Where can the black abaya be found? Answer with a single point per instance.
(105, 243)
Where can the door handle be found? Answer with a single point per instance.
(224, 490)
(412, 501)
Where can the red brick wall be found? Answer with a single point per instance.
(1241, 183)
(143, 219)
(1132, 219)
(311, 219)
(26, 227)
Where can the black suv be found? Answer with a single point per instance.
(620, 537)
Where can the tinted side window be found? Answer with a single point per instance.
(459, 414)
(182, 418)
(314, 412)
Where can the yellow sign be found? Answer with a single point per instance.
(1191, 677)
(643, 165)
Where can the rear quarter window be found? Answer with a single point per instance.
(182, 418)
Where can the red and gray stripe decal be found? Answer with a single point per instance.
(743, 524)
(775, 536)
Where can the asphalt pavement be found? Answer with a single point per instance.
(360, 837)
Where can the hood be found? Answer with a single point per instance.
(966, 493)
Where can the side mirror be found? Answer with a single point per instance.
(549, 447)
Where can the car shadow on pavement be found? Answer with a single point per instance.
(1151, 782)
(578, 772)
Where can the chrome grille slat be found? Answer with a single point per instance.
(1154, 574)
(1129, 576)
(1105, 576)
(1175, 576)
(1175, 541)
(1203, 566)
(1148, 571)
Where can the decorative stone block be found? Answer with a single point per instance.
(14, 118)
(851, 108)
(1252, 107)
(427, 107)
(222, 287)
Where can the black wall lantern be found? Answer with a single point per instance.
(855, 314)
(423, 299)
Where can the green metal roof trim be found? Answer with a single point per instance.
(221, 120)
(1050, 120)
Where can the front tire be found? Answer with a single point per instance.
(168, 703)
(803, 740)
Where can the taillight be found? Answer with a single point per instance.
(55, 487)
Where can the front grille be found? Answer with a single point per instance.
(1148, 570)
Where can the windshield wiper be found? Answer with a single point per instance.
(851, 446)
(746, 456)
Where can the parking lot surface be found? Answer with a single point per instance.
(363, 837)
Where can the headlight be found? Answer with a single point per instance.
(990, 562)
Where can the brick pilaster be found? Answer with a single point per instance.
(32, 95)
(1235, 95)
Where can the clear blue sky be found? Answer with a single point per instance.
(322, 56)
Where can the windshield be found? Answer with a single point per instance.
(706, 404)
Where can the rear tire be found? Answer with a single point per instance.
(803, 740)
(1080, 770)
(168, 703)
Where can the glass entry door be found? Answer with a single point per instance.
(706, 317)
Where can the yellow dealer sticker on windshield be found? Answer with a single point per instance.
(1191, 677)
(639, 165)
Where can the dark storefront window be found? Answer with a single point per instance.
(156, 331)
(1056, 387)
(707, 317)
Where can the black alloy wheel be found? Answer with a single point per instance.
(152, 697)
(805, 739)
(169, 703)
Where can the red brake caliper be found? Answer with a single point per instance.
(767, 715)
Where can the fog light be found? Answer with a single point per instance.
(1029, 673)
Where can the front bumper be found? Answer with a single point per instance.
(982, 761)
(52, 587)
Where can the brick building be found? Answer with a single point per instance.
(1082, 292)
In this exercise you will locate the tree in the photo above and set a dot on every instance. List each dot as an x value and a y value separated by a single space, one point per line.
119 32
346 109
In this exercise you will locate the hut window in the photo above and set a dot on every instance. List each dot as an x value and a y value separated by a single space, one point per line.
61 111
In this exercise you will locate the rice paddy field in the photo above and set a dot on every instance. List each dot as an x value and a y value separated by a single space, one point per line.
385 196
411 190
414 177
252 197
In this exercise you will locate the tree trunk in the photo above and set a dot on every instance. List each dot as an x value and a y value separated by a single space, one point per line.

^^^^^^^^

Directions for this task: Can you put the items from the line with "Where can the red and" up to and including the line with "(1050, 120)" into a two-column CSV with columns item_text and answer? Each item gets one row with its text and its answer, each in one quoted field, and line breaks turned into spaces.

The output:
item_text,answer
"Where can the red and gray stripe decal be found? Answer with a single point per instance.","(743, 524) (775, 536)"
"Where can the asphalt pavement be found? Answer with a single point per instance.","(360, 837)"
"Where can the hood be found? Answer with a single point per instance.","(966, 493)"
"Where can the side mirror be found? Answer with a single point per instance.","(549, 447)"
"Where can the car shadow on pavement be found? Answer with a single point per instance.","(1151, 782) (578, 772)"
"Where can the chrome grille slat be found? Answer with a single point per instance.","(1154, 574) (1129, 576) (1105, 576) (1175, 576) (1175, 541) (1203, 566) (1148, 571)"
"Where can the decorative stone block be found? Answer with a single point per instance.","(14, 118) (851, 108) (1252, 107) (427, 107) (222, 287)"
"Where can the black wall lantern be found? Answer with a single point per instance.","(855, 314) (423, 299)"
"Where can the green metal roof trim be found? Answer with a single point per instance.","(221, 120) (1050, 120)"